Pointing records
[start]

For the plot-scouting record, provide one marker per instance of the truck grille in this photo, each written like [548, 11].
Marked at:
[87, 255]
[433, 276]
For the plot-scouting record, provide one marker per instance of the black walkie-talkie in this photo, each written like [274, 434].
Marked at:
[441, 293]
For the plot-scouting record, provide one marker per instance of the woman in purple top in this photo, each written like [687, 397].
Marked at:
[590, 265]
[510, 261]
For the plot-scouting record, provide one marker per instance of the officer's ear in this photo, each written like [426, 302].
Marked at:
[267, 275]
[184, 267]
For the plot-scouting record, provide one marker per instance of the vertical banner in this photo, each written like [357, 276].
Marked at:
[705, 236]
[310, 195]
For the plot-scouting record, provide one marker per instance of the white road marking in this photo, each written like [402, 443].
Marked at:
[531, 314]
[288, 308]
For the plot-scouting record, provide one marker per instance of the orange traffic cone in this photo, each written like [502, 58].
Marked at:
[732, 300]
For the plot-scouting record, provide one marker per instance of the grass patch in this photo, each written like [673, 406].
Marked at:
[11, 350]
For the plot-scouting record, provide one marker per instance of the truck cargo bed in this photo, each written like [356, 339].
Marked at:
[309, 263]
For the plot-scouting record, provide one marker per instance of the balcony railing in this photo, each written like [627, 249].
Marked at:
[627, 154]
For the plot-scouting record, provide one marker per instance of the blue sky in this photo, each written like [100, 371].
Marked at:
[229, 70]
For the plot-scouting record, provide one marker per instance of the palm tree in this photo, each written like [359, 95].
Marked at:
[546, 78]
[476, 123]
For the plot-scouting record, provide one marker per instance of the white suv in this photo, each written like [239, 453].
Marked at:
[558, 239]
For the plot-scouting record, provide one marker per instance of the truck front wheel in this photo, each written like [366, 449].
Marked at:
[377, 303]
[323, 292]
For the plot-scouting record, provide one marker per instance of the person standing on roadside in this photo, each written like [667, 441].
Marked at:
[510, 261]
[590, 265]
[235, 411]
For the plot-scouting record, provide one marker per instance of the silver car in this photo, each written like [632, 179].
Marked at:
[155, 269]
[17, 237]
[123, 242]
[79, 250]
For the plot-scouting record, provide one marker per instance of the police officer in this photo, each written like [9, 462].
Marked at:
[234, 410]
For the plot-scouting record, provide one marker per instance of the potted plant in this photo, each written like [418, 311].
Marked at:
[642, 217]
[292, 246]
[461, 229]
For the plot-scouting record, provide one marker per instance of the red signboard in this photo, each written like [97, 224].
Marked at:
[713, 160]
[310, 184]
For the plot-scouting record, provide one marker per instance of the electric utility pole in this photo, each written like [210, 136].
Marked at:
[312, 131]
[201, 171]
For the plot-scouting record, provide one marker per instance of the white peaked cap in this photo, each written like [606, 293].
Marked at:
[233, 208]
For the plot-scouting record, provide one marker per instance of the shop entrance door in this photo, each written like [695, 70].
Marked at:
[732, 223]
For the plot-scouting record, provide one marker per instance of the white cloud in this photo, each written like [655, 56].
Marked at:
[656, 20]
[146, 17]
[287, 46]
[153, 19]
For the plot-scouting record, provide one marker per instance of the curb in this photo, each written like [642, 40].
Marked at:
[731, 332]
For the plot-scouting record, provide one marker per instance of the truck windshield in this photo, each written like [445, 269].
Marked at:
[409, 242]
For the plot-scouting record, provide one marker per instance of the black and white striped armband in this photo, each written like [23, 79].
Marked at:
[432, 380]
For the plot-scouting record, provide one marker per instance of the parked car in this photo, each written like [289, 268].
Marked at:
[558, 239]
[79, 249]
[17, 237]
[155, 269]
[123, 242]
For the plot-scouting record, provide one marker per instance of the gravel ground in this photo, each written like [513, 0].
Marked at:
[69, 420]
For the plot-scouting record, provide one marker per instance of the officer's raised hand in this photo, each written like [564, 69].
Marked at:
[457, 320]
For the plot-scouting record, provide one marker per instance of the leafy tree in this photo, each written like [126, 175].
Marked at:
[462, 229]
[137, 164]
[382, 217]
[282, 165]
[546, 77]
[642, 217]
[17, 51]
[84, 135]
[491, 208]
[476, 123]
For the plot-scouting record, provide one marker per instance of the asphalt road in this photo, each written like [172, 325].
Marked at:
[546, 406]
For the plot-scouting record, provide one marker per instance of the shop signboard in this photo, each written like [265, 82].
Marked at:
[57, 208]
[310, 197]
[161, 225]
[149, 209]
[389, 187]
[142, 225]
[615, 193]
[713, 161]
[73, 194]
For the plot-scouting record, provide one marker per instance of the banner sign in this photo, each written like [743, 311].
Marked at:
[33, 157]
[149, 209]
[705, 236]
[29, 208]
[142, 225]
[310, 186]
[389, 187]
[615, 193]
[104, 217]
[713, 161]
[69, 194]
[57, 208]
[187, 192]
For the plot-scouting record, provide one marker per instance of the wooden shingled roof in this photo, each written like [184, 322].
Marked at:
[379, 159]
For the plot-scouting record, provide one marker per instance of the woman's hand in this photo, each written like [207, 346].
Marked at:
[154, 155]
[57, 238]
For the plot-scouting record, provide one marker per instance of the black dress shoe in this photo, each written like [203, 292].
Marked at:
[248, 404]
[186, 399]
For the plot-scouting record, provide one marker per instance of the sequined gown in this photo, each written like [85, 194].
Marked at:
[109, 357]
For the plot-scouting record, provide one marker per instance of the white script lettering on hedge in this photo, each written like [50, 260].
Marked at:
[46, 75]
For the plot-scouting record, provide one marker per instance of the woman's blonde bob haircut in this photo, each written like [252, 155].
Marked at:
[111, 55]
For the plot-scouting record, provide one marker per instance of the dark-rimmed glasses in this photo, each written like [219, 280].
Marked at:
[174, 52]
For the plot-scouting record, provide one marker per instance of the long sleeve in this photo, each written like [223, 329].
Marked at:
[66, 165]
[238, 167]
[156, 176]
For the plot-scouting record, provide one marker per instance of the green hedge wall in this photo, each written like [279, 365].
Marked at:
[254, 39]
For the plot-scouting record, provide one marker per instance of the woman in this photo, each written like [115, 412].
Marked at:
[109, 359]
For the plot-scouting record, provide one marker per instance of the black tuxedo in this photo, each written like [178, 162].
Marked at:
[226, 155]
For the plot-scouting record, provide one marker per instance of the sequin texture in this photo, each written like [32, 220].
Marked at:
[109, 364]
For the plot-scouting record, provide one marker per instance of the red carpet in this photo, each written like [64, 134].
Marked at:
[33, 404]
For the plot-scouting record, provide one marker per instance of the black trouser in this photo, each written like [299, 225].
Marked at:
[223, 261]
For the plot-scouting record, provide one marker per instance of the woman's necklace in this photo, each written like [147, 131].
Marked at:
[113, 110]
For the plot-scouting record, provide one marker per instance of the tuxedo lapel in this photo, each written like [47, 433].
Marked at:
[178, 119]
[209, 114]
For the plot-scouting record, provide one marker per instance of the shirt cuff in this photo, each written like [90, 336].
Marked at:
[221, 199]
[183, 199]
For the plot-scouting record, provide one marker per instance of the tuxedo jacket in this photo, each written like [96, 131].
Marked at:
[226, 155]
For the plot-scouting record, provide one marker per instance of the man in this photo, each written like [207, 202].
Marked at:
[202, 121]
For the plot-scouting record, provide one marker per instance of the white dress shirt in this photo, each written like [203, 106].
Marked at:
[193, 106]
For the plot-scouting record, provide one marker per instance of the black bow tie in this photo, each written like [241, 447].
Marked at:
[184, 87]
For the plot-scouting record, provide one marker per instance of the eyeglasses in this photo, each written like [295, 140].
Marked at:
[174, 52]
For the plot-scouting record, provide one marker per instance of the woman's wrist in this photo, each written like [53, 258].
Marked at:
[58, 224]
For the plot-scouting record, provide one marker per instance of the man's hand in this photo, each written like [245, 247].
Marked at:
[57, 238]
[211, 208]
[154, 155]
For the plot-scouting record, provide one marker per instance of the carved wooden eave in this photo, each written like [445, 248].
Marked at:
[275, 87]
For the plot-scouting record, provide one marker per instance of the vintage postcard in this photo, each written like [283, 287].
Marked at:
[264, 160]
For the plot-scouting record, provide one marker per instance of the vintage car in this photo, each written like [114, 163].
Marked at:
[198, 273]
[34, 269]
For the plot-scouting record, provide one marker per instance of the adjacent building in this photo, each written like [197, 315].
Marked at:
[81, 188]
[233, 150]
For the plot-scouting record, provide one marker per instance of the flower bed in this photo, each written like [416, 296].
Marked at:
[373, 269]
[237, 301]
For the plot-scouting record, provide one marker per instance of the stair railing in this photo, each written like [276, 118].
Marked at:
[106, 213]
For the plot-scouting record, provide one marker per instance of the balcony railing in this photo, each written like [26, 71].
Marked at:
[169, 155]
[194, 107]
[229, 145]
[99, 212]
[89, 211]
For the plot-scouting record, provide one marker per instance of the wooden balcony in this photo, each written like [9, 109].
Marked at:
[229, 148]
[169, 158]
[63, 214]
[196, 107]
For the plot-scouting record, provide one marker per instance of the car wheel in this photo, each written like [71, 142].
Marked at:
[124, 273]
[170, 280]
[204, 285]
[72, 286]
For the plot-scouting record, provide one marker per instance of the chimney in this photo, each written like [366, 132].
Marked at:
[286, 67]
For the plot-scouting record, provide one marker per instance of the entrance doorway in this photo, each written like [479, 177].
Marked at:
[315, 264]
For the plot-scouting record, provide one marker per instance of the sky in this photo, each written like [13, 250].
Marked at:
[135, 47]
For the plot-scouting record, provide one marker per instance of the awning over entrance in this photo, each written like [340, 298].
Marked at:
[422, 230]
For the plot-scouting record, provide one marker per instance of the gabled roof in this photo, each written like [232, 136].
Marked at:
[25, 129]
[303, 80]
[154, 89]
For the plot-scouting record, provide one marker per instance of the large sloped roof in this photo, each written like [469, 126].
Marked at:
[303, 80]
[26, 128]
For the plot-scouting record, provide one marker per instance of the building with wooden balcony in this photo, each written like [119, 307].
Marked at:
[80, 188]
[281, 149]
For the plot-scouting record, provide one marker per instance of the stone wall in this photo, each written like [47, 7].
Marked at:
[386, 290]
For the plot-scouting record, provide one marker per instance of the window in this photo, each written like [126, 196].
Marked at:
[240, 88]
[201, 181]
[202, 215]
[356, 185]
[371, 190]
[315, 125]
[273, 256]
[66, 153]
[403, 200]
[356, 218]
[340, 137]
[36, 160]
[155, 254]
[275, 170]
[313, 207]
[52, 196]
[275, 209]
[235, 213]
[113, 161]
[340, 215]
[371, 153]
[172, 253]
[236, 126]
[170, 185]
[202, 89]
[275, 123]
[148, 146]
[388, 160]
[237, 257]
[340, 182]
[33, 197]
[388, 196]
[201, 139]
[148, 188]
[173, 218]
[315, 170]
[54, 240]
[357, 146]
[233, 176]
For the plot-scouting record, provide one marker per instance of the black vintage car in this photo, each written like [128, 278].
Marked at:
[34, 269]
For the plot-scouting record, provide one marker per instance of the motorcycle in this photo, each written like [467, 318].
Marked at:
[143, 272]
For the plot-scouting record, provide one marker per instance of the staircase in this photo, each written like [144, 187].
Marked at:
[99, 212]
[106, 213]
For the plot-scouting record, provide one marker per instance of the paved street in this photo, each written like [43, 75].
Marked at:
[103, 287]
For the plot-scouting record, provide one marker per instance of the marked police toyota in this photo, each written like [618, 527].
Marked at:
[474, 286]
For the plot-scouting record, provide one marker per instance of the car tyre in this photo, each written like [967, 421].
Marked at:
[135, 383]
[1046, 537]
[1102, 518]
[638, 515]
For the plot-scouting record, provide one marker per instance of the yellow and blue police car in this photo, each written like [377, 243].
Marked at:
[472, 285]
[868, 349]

[end]

Exercise objective: Give the lines exactly as they stand, from the line with "like [119, 307]." through the end of the material.

Correct response:
For the plot-scouting record, provide one marker per instance of the building with wooden balcony in this photo, each written like [119, 307].
Marked at:
[80, 188]
[281, 149]
For the plot-scouting record, provide one marker per instance of the stone wall in this photo, each written like [47, 7].
Marked at:
[386, 290]
For the plot-scouting record, provide one marker per instance of the window in this photo, each written like [126, 196].
Marked at:
[240, 88]
[201, 181]
[202, 215]
[356, 185]
[371, 190]
[315, 125]
[273, 256]
[66, 153]
[403, 200]
[356, 218]
[340, 137]
[36, 160]
[155, 254]
[275, 170]
[313, 207]
[52, 196]
[275, 209]
[235, 213]
[113, 161]
[340, 215]
[371, 153]
[172, 253]
[236, 126]
[170, 185]
[202, 89]
[275, 123]
[148, 146]
[388, 160]
[237, 257]
[340, 182]
[33, 197]
[388, 196]
[201, 139]
[148, 188]
[173, 218]
[315, 170]
[54, 240]
[357, 146]
[233, 176]
For the plot-scouting record, provide one marker per instance of the black vintage car in this photo, each written like [128, 278].
Marked at:
[34, 269]
For the plot-scouting record, provide one marker per instance of the motorcycle in this photo, each written like [467, 318].
Marked at:
[143, 272]
For the plot-scouting record, provide one marker per instance of the staircase in this photo, each written like [144, 187].
Marked at:
[99, 212]
[106, 213]
For the plot-scouting record, provide one marker per instance of the paved street in this photo, each written like [43, 75].
Marked at:
[103, 287]
For the plot-scouting record, provide one marker per instance of the marked police toyota in this photo, each written like [618, 527].
Marked at:
[474, 286]
For the plot-scouting record, provide one marker per instance of the car tyre in this photo, each written like [967, 421].
Marked at:
[135, 383]
[1046, 537]
[1102, 518]
[638, 515]
For the plot-scouting record, provide one marker per instance of the yellow and blue police car in this photo, each written like [377, 243].
Marked at:
[472, 285]
[868, 349]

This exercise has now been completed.